Some rows:
-- start --

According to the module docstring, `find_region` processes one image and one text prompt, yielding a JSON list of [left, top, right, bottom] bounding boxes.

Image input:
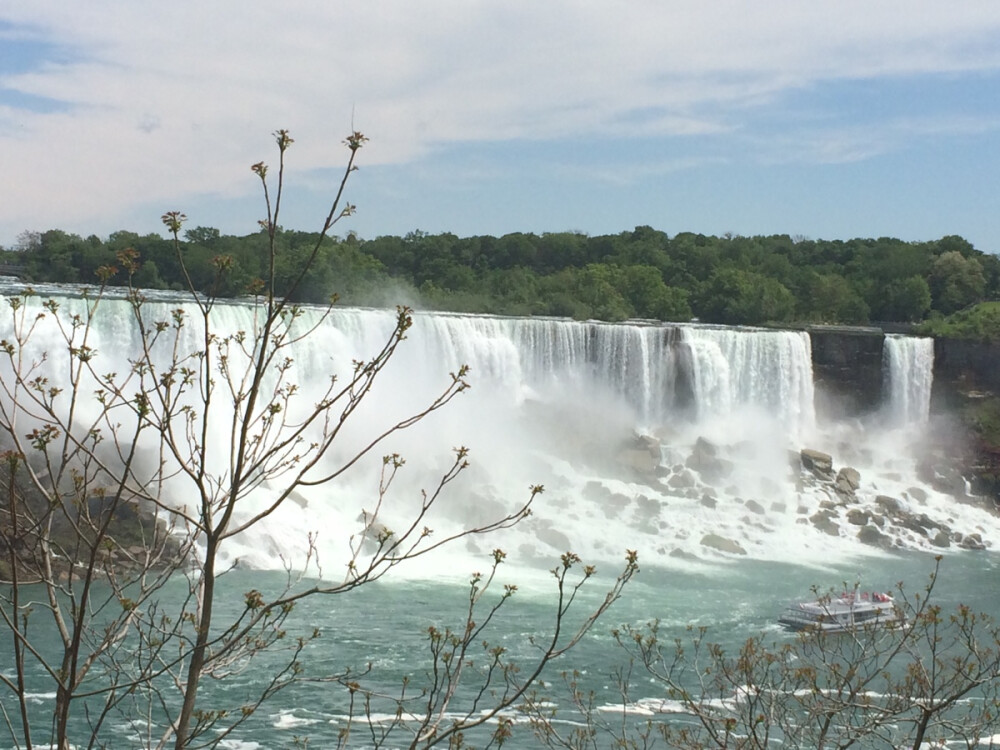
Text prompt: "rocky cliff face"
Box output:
[[808, 326, 1000, 506], [808, 326, 885, 424]]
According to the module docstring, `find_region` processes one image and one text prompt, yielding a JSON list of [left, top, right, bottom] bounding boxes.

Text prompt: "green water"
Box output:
[[0, 553, 1000, 750]]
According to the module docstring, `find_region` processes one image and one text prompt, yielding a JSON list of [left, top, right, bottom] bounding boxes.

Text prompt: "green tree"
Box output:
[[929, 250, 986, 315], [0, 130, 637, 750], [695, 268, 795, 325]]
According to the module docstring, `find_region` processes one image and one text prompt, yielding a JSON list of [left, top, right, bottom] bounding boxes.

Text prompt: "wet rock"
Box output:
[[837, 466, 861, 490], [615, 448, 660, 475], [809, 509, 840, 536], [875, 495, 900, 513], [834, 466, 861, 498], [701, 534, 747, 555], [931, 529, 951, 547], [847, 508, 871, 526], [799, 448, 833, 481], [858, 524, 892, 549], [958, 533, 986, 550], [685, 438, 733, 483]]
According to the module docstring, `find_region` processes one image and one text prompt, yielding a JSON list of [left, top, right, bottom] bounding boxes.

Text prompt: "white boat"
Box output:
[[778, 591, 905, 633]]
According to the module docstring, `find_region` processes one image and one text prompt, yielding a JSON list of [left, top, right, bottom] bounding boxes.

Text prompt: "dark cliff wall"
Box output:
[[934, 339, 1000, 393], [808, 326, 885, 417]]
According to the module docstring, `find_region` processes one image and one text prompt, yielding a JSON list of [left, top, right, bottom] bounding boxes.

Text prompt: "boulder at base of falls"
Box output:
[[684, 437, 733, 483], [799, 448, 833, 482], [858, 524, 892, 549], [809, 508, 840, 536], [701, 534, 747, 555], [833, 466, 861, 499], [615, 435, 661, 475]]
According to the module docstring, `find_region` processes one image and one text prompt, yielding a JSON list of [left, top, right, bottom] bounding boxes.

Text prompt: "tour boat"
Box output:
[[778, 591, 904, 633]]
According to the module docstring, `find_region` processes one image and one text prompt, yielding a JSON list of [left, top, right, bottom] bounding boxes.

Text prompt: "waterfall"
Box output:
[[882, 334, 934, 427], [684, 326, 816, 441], [0, 290, 1000, 575]]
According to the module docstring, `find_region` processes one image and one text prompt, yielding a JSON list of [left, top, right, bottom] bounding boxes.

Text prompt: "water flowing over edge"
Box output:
[[3, 294, 1000, 576]]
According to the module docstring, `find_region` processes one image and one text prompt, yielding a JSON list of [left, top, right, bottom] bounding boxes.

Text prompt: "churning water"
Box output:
[[0, 288, 1000, 748]]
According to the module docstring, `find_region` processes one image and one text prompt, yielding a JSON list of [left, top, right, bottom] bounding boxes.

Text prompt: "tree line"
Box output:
[[2, 226, 1000, 325]]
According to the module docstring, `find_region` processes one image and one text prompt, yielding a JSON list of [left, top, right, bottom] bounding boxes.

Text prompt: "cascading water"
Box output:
[[0, 290, 1000, 575], [882, 334, 934, 426]]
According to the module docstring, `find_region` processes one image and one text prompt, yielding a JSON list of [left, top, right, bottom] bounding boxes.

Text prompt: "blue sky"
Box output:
[[0, 0, 1000, 252]]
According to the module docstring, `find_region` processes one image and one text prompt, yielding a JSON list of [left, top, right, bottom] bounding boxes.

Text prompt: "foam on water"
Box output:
[[0, 294, 1000, 577]]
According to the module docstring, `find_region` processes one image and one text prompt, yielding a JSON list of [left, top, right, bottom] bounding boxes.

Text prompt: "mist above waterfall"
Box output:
[[3, 290, 1000, 577]]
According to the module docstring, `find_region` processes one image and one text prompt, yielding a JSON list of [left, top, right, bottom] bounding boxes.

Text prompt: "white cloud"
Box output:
[[0, 0, 1000, 237]]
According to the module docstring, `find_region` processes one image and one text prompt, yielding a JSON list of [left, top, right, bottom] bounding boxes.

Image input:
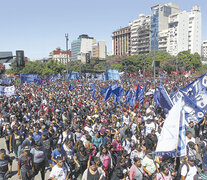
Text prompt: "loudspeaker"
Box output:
[[86, 53, 91, 64], [16, 50, 25, 67]]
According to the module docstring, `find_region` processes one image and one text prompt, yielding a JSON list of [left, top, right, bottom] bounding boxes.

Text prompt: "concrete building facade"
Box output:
[[112, 26, 131, 56], [131, 14, 150, 55], [201, 41, 207, 58], [150, 3, 180, 50], [49, 47, 71, 64], [71, 34, 96, 63], [167, 6, 201, 56]]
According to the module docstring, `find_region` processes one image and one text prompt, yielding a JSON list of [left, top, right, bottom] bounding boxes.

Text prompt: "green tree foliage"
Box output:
[[7, 51, 205, 75], [6, 59, 65, 75], [178, 51, 202, 71]]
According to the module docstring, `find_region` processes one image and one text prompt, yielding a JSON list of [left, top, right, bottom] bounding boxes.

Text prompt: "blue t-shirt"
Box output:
[[51, 149, 65, 165], [33, 132, 41, 142], [30, 148, 45, 163]]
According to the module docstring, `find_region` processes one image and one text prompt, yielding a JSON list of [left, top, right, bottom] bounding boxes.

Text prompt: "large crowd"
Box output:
[[0, 74, 207, 180]]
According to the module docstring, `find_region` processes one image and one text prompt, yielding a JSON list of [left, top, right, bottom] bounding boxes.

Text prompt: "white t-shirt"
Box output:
[[50, 165, 68, 180], [145, 122, 155, 136], [181, 165, 197, 180]]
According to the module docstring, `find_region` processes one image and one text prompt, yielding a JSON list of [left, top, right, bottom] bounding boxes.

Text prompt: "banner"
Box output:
[[182, 73, 207, 112], [20, 74, 40, 84], [4, 86, 15, 97], [155, 99, 184, 157], [172, 91, 205, 123], [105, 69, 120, 81], [0, 86, 15, 97], [68, 71, 80, 80], [0, 86, 4, 96], [171, 74, 207, 123], [96, 73, 104, 81]]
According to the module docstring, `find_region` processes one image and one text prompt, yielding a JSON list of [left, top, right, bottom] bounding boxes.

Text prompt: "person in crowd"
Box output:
[[129, 157, 145, 180], [0, 149, 12, 180], [92, 132, 103, 148], [181, 156, 197, 180], [11, 129, 22, 160], [17, 146, 34, 180], [30, 141, 47, 180], [82, 160, 104, 180], [4, 124, 12, 154], [130, 144, 145, 164], [97, 145, 113, 177], [51, 144, 65, 166], [74, 145, 89, 179], [50, 156, 70, 180], [142, 150, 157, 179]]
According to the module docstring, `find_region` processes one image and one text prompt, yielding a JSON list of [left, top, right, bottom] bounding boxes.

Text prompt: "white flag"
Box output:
[[155, 99, 183, 157]]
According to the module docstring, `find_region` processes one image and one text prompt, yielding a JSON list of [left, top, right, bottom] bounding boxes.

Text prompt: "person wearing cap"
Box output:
[[40, 132, 52, 166], [142, 150, 157, 178], [0, 149, 12, 180], [17, 146, 34, 180], [181, 156, 197, 180], [156, 164, 172, 180], [30, 141, 47, 180], [129, 157, 144, 180], [50, 156, 70, 180], [51, 144, 65, 166], [92, 132, 103, 148], [22, 132, 34, 148]]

-- end --

DIRECTIVE:
Please write out everything from the start of the rows down to the line containing "[[808, 326, 1000, 506], [808, 326, 885, 424]]", both ends included, offsetting every bounding box coordinate in the answers by adding 56. Omit the pictures.

OUTPUT BELOW:
According to the module docstring, `find_region` processes one image and one text prompt, yielding a JSON list of [left, top, right, bottom] bounding boxes.

Image input:
Text prompt: "rocky cliff face"
Box output:
[[864, 382, 1056, 562], [864, 382, 941, 480]]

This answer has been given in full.